Class II Cas enzymes are particularly useful for genome editing. The most well characterised Cas enzyme- Cas9- is a member of Group 2, while Cas12a and 12b bbelong to Group 5 and Cas 13a and !3b are in Group 6.
The CRISPR-Cas9 complex contains the guide RNA. This is derived from an initial transcript of the spacer sequence called pre-CRISPR RNA or pre crRNA. The guide RNA is derived from the precrRNA and is called crRNA. The CRISPR-Cas9 complex contains a second RNA in addition to crRNA, called the transactivating RNA or traRNA. This latter is required for Cas9 packaging into the complex, but is not required for all Cas enzymes.
The crRNA is also called the single guide RNA or sgRNA.
While Cas9 cleaves only dsDNA, Cas12a cleaves both dsDNA and ssDNA, as well as RNA, and Cas 13a only cleaves RNA.
The CRISPR-Cas9 system has become the predominant tool for genome editing due to its simplicity of use and specificity. Genome editing exploits the principle that the cell will repair a break in DNA through one of two mechanisms- either non-homologous end joining (NHEJ) or homology directed repair (HDR). In NHEJ, the cell simply seals the break in DNA, by joining the two broken ends. This results in a high likelihood of insertions and deletions (indels). In HDR, the template strand is used to repair the break, thus resulting in a higher degree of fidelity. Thus, these 2 methods can be exploited in different ways in gene editing.

_ENTRIES PROVIDED_
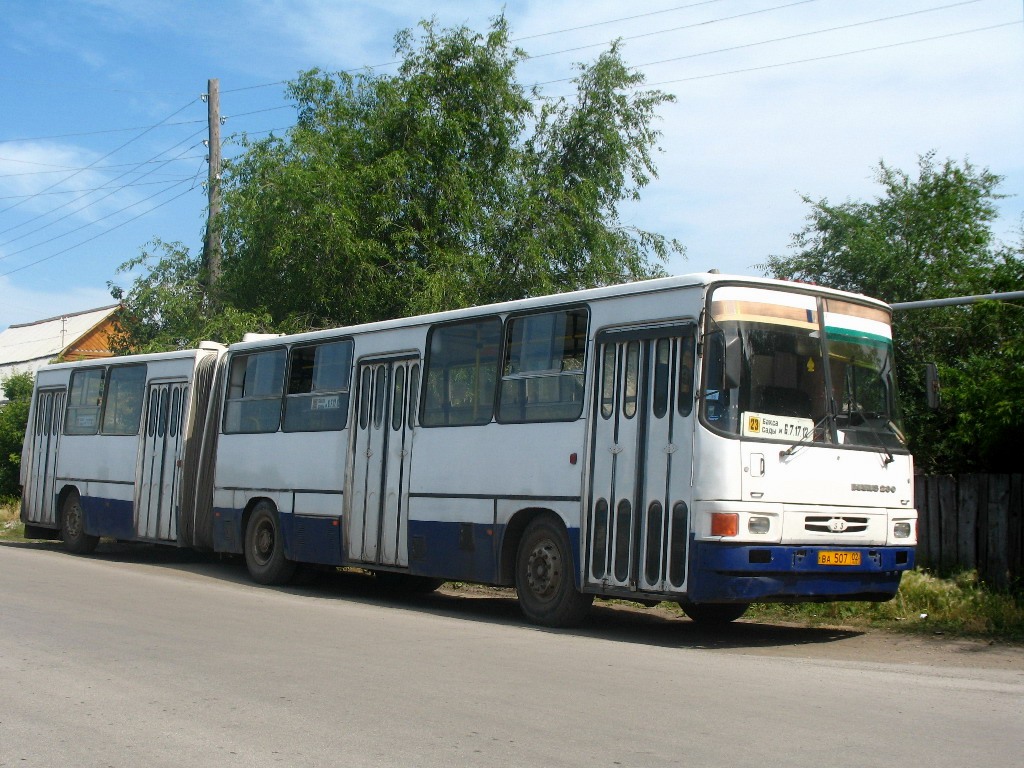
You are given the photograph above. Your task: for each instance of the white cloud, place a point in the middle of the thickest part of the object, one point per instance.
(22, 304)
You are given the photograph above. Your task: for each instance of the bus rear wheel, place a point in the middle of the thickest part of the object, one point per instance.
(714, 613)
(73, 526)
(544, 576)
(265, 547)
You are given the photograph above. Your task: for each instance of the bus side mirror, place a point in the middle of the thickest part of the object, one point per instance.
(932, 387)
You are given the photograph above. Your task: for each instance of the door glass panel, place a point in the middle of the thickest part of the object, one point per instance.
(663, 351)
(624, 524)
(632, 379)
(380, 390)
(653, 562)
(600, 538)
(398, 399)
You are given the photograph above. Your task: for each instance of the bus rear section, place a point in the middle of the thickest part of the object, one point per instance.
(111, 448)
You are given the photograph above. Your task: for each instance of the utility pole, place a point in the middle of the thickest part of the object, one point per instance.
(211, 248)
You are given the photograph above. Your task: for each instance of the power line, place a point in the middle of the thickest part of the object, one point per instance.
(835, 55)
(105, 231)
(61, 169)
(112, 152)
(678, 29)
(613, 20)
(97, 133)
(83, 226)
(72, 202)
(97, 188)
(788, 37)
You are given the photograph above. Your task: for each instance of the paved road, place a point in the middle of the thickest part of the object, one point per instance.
* * *
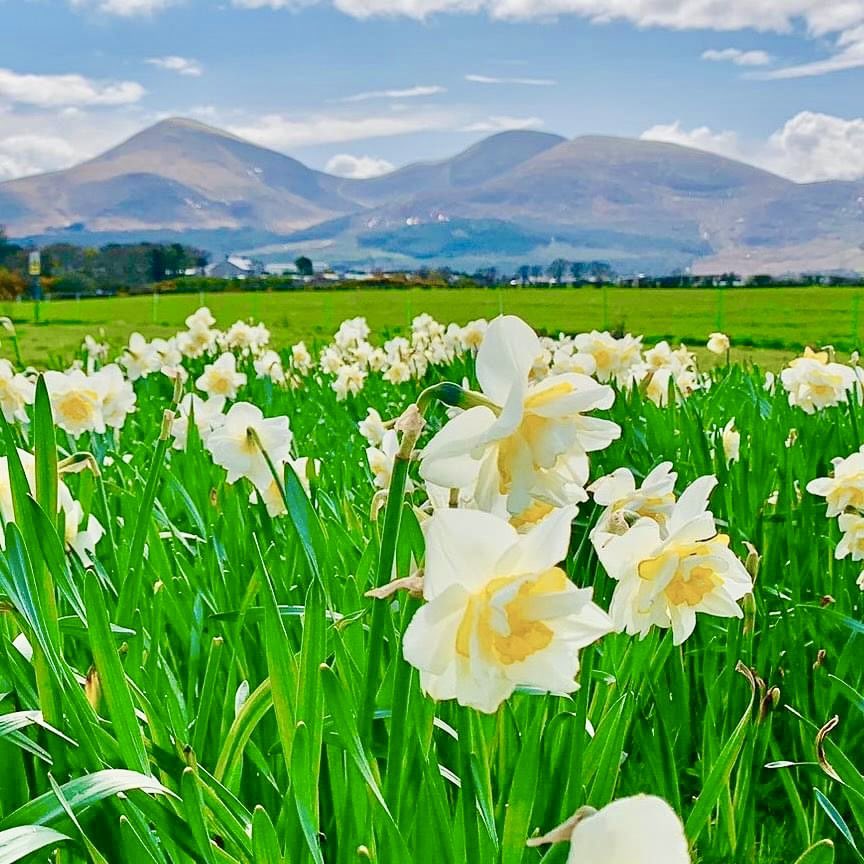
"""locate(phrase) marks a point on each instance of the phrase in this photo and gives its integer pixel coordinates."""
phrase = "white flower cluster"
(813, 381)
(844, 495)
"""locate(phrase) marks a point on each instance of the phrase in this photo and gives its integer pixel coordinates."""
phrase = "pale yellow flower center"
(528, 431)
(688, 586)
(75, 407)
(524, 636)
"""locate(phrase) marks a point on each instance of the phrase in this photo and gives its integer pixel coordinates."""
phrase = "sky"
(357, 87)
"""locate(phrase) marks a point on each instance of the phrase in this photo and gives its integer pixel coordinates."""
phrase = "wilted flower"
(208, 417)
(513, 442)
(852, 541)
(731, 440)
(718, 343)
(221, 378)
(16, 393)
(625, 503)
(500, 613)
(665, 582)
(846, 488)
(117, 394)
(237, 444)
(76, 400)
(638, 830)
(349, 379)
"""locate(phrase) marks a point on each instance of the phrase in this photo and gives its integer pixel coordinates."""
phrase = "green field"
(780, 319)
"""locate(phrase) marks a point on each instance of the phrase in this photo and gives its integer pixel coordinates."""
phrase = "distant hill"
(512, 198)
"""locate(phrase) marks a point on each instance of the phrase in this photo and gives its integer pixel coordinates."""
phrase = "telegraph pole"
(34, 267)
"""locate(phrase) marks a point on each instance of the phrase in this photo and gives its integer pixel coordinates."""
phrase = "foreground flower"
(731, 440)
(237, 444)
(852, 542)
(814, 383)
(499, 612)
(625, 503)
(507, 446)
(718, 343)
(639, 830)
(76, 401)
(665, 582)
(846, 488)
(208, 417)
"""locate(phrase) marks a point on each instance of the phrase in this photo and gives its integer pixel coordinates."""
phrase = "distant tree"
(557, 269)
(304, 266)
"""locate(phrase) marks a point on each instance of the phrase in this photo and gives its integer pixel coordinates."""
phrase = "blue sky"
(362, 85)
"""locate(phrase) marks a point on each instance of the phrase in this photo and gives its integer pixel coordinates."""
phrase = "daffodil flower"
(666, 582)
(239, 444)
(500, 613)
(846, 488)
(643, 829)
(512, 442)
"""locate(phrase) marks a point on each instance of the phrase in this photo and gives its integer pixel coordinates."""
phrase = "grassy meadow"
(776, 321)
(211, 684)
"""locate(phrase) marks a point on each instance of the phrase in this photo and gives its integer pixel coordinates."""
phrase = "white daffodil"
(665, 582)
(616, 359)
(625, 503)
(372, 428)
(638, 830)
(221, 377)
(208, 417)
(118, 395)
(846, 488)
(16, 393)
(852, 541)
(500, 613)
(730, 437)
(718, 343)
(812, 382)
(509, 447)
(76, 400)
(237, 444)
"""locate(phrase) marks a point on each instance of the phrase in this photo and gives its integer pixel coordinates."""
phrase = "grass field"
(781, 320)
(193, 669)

_WORK INSTRUCTIONS_
According to the page excerpt on CRISPR-Cas enzymes, what does Cas12a cleave?

_SOLUTION FOR THIS TASK_
Both dsDNA and ssDNA, as well as RNA.